··· Extract provided ···

Audio By Carbonatix
Panel members of the Joy Business End of Year Review programme have described Ghana’s economic condition in 2023 as a difficult and challenging year. Â
They are however hopeful the year 2024 will bring some relief for businesses as government expects the $600 million second tranche funding from the International Monetary Fund (IMF).
The panel was made up of Economist, Prof. Peter Quartey; President of the Ghana Union of Traders Association (GUTA), Dr. Joseph Obeng, and Finance Lecturer, Professor Williams Peprah.
The rest are the Chief Executive Officer of the Association of Ghana Industries (AGI), Seth Twum-Akwaboah; President of the Ghana Hotels Association, Dr. Edward Ackah-Nyamike Jnr and General Secretary of the General Agricultural Workers Union (GAWU), Edward Kareweh.
Describing the year as difficult, Prof. Quartey pointed out that high food inflation was a major issue that affected households and income of consumers. Â
He stated that for example that data from the Ghana Statistical Service showed that consumers spent a lot of their incomes on food at high prices.
“We saw very high inflation rate. It will surprise you that food inflation in the food growing area were much higher than Accra. Data from the Ghana Statistical Service showed that poverty levels were extremely high. About 23 districts had multidimensional poverty above 50%. You find most of these districts in the northern part of the country. For me this is very challenging”, he said.
He added that the situation was compounded by a domestic debt exchange programme that resulted in investors losing a substantial part of their investments, while the financial sector take a hit.
“2023 has been a challenging year. We had IMF programme. We have had a debt exchange programme. People have lost income. The banking sector lost a lot of interest income and we are still seeing the effect”, he said.
He however expressed hope that the IMF programme will instil some discipline in government’s expenditure to help propel the economic recovery faster.
GUTA blames government for high inflation
On his part, the President of GUTA, Dr. Obeng blamed government for the high inflation recorded in 2023.
He warned that the number of tax measures announced by the government to be implemented in 2024 could derail the gains made in bringing inflation down since traders will pass on cost to consumers.

···

- [Tasks]
1. In the article on the Joy Business End of Year Review, how many districts had multidimensional poverty above 50%?
2. Continue the article on the Joy Business End of Year Review of Ghana's 2023 economy from its final sentence.

··· Information provided ···

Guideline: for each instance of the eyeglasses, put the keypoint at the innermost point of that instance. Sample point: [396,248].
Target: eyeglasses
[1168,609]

···

- [Written responses]
1. About 23 districts.

2.
“I always say that the high inflation we saw in this year was a result of cost push effect. It is the reason why the Bank of Ghana policy rate is not working. The most important thing that helped inflation to go down was the stable exchange rate”, he said.
He is of the view that the policy rate has not impacted on inflation as the stable exchange rate regime.
Providing some insight, Dr. Obeng said anytime the cedi depreciates against the dollar, the effect is price hikes which cause inflation.
Cost of doing business still high - AGI
The CEO of AGI, Seth Twum-Akwaboah lamented that cost of doing business in Ghana is still high compared to other countries in the sub-region.
“We have always made this call that the cost of finance is too high. That is not the only thing. Cost of power is also unbearably high and this has made it difficult for Ghanaian manufacturers to be competitive”.
He appealed to government to work with the Bank of Ghana to reduce interest rates and also reduce the cost of electricity to industry.
GAWU charges government to implement PFJ II
The General Secretary of GAWU, Edward Kareweh charged government to implement phase two of the Planting for Food and Jobs programme to improve the food security of the country.
“The whole of this year government’s Planting for Food and Jobs programme have not worked. The government announced that they are going to use the guarantor system under the phase two but it's yet to be done. We saw the effect in food inflation going up”,
He advised government to also pay attention to food inflation.
Hospitality calls for more from government
Sounding optimistic, the President of the Ghana Hotels Association, Dr. Edward Ackah-Nyamike Jnr said the hospitality sector benefited from some funding from the government.
“The sector got some ¢10 million from the government for COVID-19 support fund. It was not enough but we are optimistic of 2024”, he said.
He pointed out that the tourism sector has more to offer in the economic growth of the country in 2024.
Finance Lecturer at Andrews University, Michigan in the U.S.A, Prof. Williams Peprah advised Ghanaians to live within their means since 2024 is an election year.